» **Aim 1**
Rewrite everything in the review from "The first film" down to "land of Oz!", swapping "hilarious" for "funny".
» **Aim 2**
Answer these questions from the review:
(a) How many tide-turns have passed since the Wicked Witch of the West escaped, according to Madame Morrible's broadcast?
(b) What are the previously talking animals serving as in the sequence of the yellow brick road under construction?
(c) What does the newspaper headline boast?
[Source text start]
The first film offered an intriguing stew of thematic variables, touching on notes of classism, discrimination, and the ways skillful propagandists can reshape society in their own preferred image. I’m generally a fan of narratives that frame magic as a fading whisper in the age of man, and the idea that the Wizard is intentionally provoking such an outcome through his attacks on education and rewriting of history is an exceedingly compelling twist on that convention. Additionally, Ariana Grande has proven herself absolutely fuckin’ hilarious, and though I expect this film will provide fewer opportunities for her to make a delightful fool of herself, I’m eager to see where Elphaba and Glinda go from here. Let us return to unrest in the land of Oz!

Wicked: For Good

We open with a broadcast from Madame Morrible, stating that it’s been twelve tide-turns since the Wicked Witch of the West escaped. An efficient choice, sneaking exposition into a naturalistic announcement coinciding with the Universal logo, and also establishing the initial tone of being actively hunted by the powers that be

In hindsight, perhaps the name “Madame Morrible” should have set off some red flags

“Shield your children. Trust no animals.” Effective propaganda, both implying a threat that will make any parent abandon their rationality, and also tethering their ongoing process of disenfranchising talking animals into the threat of the witch

We then open on a sequence of the yellow brick road under construction, now reframed as a process of deforestation and dehumanization, with previously talking animals serving as pack mules. Reframing Oz as a fascist state remains this story’s greatest trick, a clever exploitation of the dreamlike simplified worldbuilding of the original. Oz was initially conceived as a fairy tale, meaning such improbable contrivances as “there’s only one road, and it only goes to the Wizard” or “life would be perfect except for the threat of the Wicked Witch” were fitted to the needs of the story – but by taking this world more literally, the idea that everything in this world revolves around the peoples’ worship of the Wizard takes on a far more sinister tone, and the preeminence of the Wicked Witch as a threat implies not a near-perfect world, but a near-perfect stranglehold on the public imagination. And with the Wizard being conceived as a charlatan even in the original text, it doesn’t take too much adjusting to make him a genuine villain

Meanwhile, Elphaba is now a freedom fighter, breaking shackles and disrupting the road’s construction. If you want to fight a foe that’s attempting to claim more territory than it can actively control, attacking supply lines is definitely the way to go

A newspaper headline boasts that “Water Can Kill Her!” I wonder how they figured that out, or why it’s even true in the first place?
[Source text end]
[Information provided start]
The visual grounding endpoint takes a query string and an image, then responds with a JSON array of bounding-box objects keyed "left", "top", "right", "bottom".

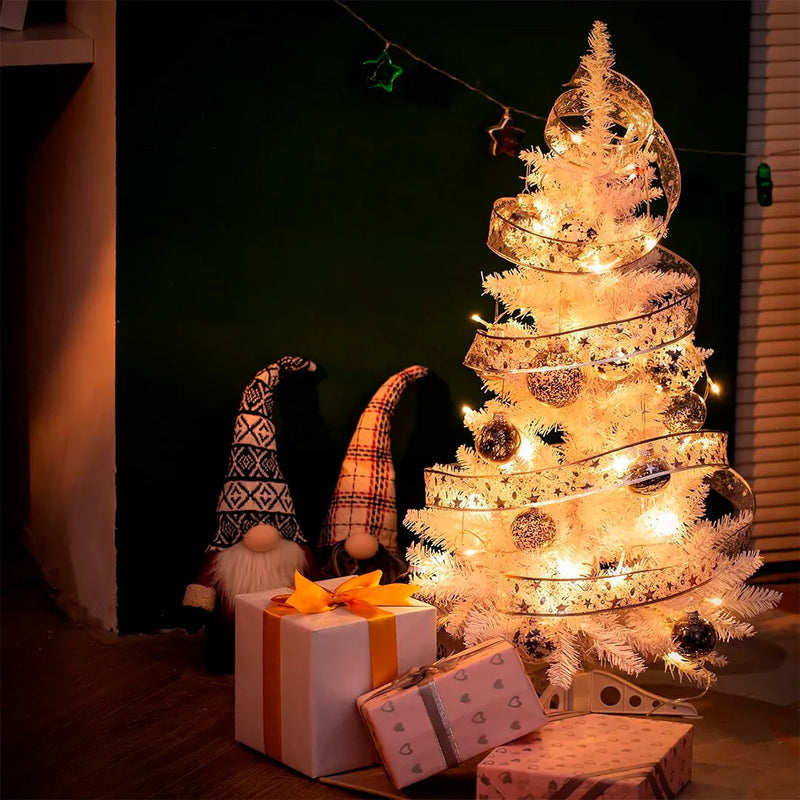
[Information provided end]
» **Finished answer 1**
The first film offered an intriguing stew of thematic variables, touching on notes of classism, discrimination, and the ways skillful propagandists can reshape society in their own preferred image. I’m generally a fan of narratives that frame magic as a fading whisper in the age of man, and the idea that the Wizard is intentionally provoking such an outcome through his attacks on education and rewriting of history is an exceedingly compelling twist on that convention. Additionally, Ariana Grande has proven herself absolutely fuckin’ funny, and though I expect this film will provide fewer opportunities for her to make a delightful fool of herself, I’m eager to see where Elphaba and Glinda go from here. Let us return to unrest in the land of Oz!

» **Finished answer 2**
(a) Twelve tide-turns.
(b) Pack mules.
(c) "Water Can Kill Her!"